■ EXERCISE OBJECTIVE
Revise the stretch from the start of the items through the line containing "[[[75,118],[72,116],[70,118],[70,131],[74,131],[75,130]]]", changing "dark entrance" to "shadowed entrance" and leaving everything else as it is.

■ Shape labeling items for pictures

>> begin

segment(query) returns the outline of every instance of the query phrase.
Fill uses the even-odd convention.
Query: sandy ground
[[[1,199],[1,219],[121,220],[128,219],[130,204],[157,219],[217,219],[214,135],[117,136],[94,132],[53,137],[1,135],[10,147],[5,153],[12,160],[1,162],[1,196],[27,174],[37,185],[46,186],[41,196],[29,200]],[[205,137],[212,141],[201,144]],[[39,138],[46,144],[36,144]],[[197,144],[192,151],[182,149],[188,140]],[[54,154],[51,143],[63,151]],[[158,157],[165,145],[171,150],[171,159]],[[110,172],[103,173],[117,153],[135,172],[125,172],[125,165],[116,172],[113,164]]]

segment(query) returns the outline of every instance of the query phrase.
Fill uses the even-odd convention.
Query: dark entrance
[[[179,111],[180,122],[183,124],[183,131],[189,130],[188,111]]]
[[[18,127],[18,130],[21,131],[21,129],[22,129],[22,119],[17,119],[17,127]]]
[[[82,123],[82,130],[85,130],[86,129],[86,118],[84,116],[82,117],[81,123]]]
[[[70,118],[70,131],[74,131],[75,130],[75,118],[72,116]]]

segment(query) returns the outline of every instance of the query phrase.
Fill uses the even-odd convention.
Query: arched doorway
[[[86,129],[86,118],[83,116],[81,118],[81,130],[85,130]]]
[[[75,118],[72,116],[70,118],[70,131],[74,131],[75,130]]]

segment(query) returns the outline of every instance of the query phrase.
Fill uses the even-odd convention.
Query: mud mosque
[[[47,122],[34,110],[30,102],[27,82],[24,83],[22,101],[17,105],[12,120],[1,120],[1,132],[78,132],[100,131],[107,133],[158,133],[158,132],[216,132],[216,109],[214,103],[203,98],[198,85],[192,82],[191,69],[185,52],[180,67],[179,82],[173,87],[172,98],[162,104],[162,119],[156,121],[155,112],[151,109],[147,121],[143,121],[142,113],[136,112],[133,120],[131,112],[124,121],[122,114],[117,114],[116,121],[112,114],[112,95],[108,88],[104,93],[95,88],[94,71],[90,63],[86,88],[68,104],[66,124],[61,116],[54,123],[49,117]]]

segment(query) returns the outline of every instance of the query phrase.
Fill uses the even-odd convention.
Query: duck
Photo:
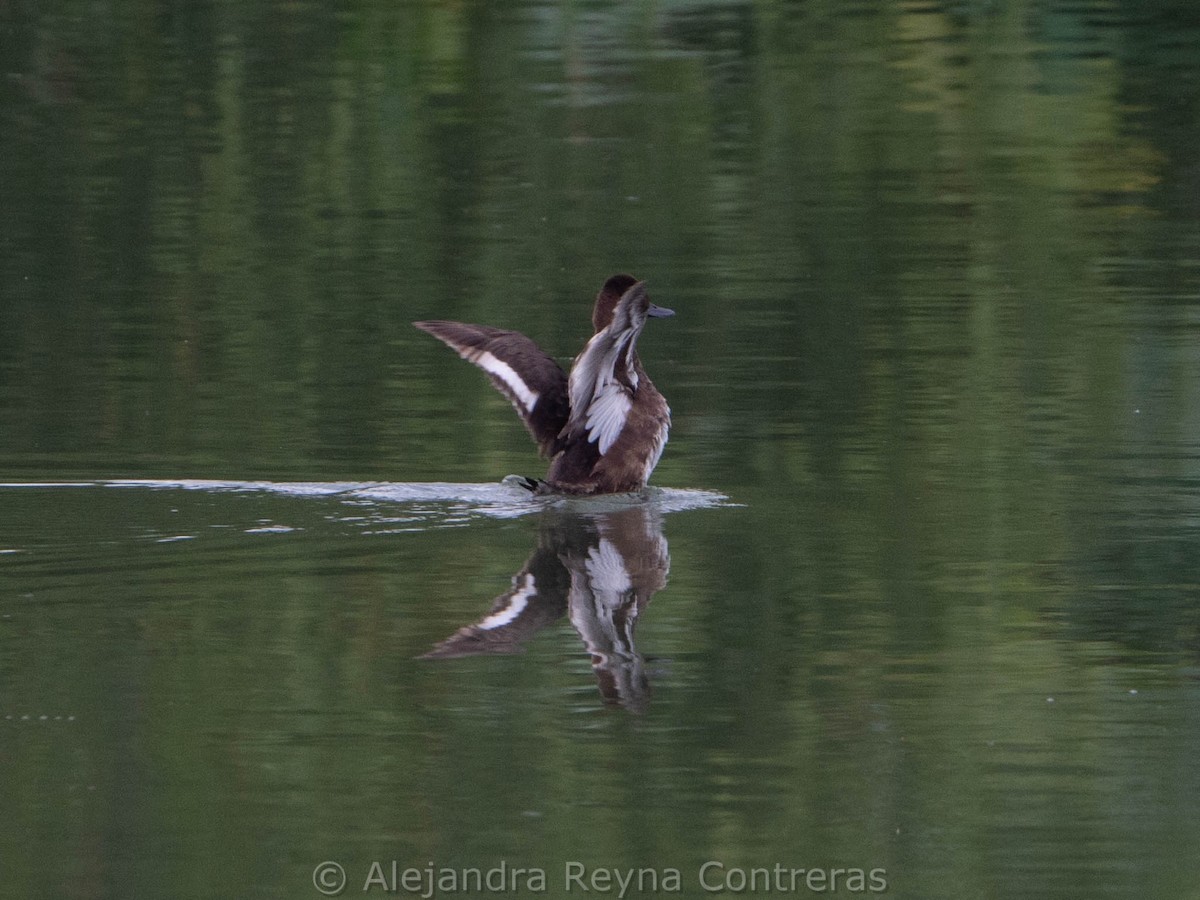
[[[544,479],[518,482],[539,494],[629,493],[646,487],[671,430],[671,408],[637,355],[647,320],[674,316],[650,302],[646,282],[608,278],[592,310],[594,334],[570,374],[520,331],[430,320],[413,325],[481,368],[550,460]]]

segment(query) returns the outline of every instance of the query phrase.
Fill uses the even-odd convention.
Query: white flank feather
[[[588,440],[600,445],[601,455],[608,452],[608,449],[620,437],[632,406],[634,401],[630,398],[629,391],[617,382],[607,382],[593,397],[584,424],[588,430]]]

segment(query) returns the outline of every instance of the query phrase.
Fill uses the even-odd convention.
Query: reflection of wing
[[[564,558],[571,572],[571,624],[592,655],[610,703],[642,712],[649,702],[646,664],[634,643],[637,617],[666,584],[671,558],[662,526],[644,508],[596,520],[599,533]]]
[[[512,403],[542,456],[553,456],[569,412],[566,373],[562,366],[520,331],[463,322],[413,324],[482,368]]]
[[[566,571],[556,553],[539,548],[512,576],[511,590],[496,598],[487,616],[458,629],[422,659],[516,653],[565,608]]]

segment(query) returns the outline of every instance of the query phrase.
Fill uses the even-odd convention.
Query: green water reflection
[[[14,0],[0,34],[0,481],[540,475],[409,323],[565,359],[628,270],[678,313],[655,481],[740,504],[664,516],[635,712],[569,616],[419,659],[538,516],[0,487],[0,893],[317,895],[325,859],[1194,893],[1192,4]]]

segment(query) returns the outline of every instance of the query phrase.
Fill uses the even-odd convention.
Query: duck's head
[[[634,288],[640,289],[635,290]],[[640,282],[632,275],[613,275],[600,288],[600,293],[596,294],[596,305],[592,310],[592,325],[596,334],[612,324],[617,306],[623,302],[631,305],[629,318],[638,323],[638,330],[644,324],[647,316],[653,318],[674,316],[674,310],[667,310],[665,306],[655,306],[650,302],[650,298],[646,294],[644,282]]]

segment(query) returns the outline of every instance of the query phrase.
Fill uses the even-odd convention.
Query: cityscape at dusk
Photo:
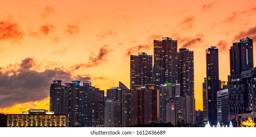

>> end

■ SOLUTION TO THIS TASK
segment(query) returns the outline of every instance of the query phrase.
Fill uses the even-odd convention.
Query: sandy ground
[[[1,199],[1,219],[121,220],[128,219],[130,204],[157,219],[217,219],[214,135],[117,136],[94,132],[53,137],[1,135],[10,147],[5,153],[12,160],[1,162],[1,196],[27,174],[37,185],[46,186],[41,196],[29,200]],[[205,137],[212,141],[201,144]],[[39,138],[46,144],[36,144]],[[197,144],[192,151],[182,149],[188,140]],[[54,154],[51,143],[63,151]],[[158,157],[165,145],[171,150],[171,159]],[[110,172],[103,173],[117,153],[135,172],[125,172],[125,165],[116,172],[113,164]]]

segment(query) returns the outline of every instance of the query phrase.
Fill uses the even-odd convention.
Query: shadowed entrance
[[[179,111],[180,122],[183,124],[183,131],[189,130],[188,111]]]
[[[18,127],[18,130],[21,131],[21,129],[22,129],[22,119],[17,119],[17,127]]]
[[[82,123],[82,130],[85,130],[86,129],[86,118],[84,116],[82,117],[81,123]]]
[[[70,118],[70,131],[74,131],[75,130],[75,118],[72,116]]]

segment(query) returns the outline of every instance of the query phrase.
Fill uses the even-odd convention.
Query: arched doorway
[[[86,129],[86,118],[83,116],[81,118],[81,130],[85,130]]]
[[[75,118],[72,116],[70,118],[70,131],[74,131],[75,130]]]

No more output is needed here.